YOUR ASSIGNMENT -
What follows is a set of records. Retype them exactly, leaving out the pictures.

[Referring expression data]
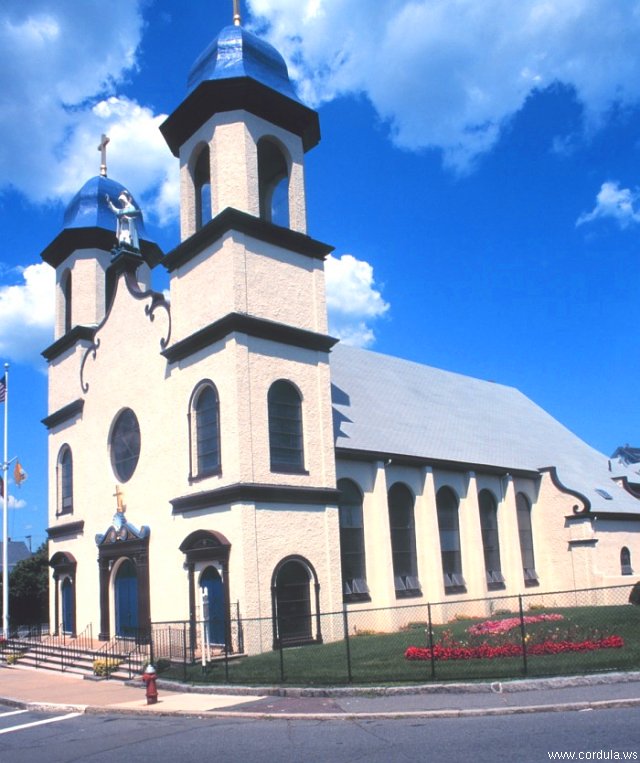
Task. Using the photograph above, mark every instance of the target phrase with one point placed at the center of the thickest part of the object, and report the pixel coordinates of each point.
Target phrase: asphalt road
(28, 737)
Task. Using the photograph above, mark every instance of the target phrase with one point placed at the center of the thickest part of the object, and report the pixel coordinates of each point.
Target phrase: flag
(19, 474)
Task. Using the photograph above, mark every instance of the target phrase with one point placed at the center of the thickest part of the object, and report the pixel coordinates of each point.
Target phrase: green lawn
(379, 658)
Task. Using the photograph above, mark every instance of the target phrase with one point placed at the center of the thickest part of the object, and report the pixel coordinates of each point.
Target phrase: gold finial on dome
(237, 20)
(102, 148)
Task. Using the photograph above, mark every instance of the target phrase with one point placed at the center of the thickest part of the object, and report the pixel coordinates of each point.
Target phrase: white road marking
(40, 723)
(13, 712)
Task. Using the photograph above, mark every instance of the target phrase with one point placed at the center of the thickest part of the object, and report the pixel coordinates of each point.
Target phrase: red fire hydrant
(150, 677)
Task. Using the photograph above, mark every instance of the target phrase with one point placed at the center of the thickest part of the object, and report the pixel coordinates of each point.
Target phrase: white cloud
(60, 64)
(450, 73)
(27, 314)
(615, 203)
(353, 301)
(27, 308)
(136, 154)
(16, 503)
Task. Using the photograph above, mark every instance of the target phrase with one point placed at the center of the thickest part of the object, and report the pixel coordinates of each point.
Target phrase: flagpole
(5, 493)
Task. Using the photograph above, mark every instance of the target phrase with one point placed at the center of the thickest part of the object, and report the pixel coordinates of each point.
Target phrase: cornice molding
(259, 328)
(71, 338)
(66, 530)
(255, 492)
(64, 414)
(231, 219)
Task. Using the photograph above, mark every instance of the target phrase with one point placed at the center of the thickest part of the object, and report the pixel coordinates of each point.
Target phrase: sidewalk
(49, 691)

EXERCISE RESPONSE -
Task. Using the photograph above, mark every instance of the target phrase with one point placed at the center of the thickest part of the object, and report the pixel coordinates of each point.
Target phrase: asphalt road
(28, 737)
Task. Using the photograph above, mark every instance of the target phrase with one point placed at the center of the thickest part of the object, and report the pixel coordinates of each point.
Target phrase: flag
(19, 474)
Task. Using the photograph above, mark every instance of the target phrase with one point placed at the center of the thickest part of the object, and report the pixel coordinates of each point.
Target phrase: green lawn
(379, 658)
Task. Using the photograph above, mark every instance of the target phrase with one point placed at the center of the thickest part of the object, and report the pixel coordinates of each point.
Target phrase: gold finial on dome
(237, 20)
(102, 148)
Task. Using the photograph above, mark every instance of the target phrase with one point placed at the center of the thickest part of the object, and report the pixel coordinates of each point.
Target phrase: white road marking
(40, 723)
(13, 712)
Task. Using the photograph above, mark every instance of the target phrase with one point placed at the center of the thickest part of the object, and report the pixel coordinates of each point.
Target phrase: red fire hydrant
(150, 677)
Task. Using the photograph above, mark every instance of the target phrase with one point placed at the center of the thickest part of the object, and report the pixel coordinates of each point.
Target phrase: white cloud
(60, 64)
(450, 73)
(27, 314)
(615, 203)
(353, 301)
(27, 308)
(136, 154)
(16, 503)
Task. Using the photograph above, mark every instance of the target phrase with one point placed at the center of the thickest part of the object, and report the pixel coordinates of each point.
Target phrase: flagpole
(5, 493)
Task. Using the photograph above, mark every instance of the target phrase with one point placed at the center of the thickest part of the object, and report the pixel coordinates of each point.
Target phrase: cornice molding
(259, 328)
(71, 338)
(66, 530)
(255, 492)
(64, 414)
(231, 219)
Task. Using the photograph above, mark every instance of the target phrase with one point placed at the center of the thickest part of the object, and report the pixel coordinates of each point.
Target phrase: sidewalk
(49, 691)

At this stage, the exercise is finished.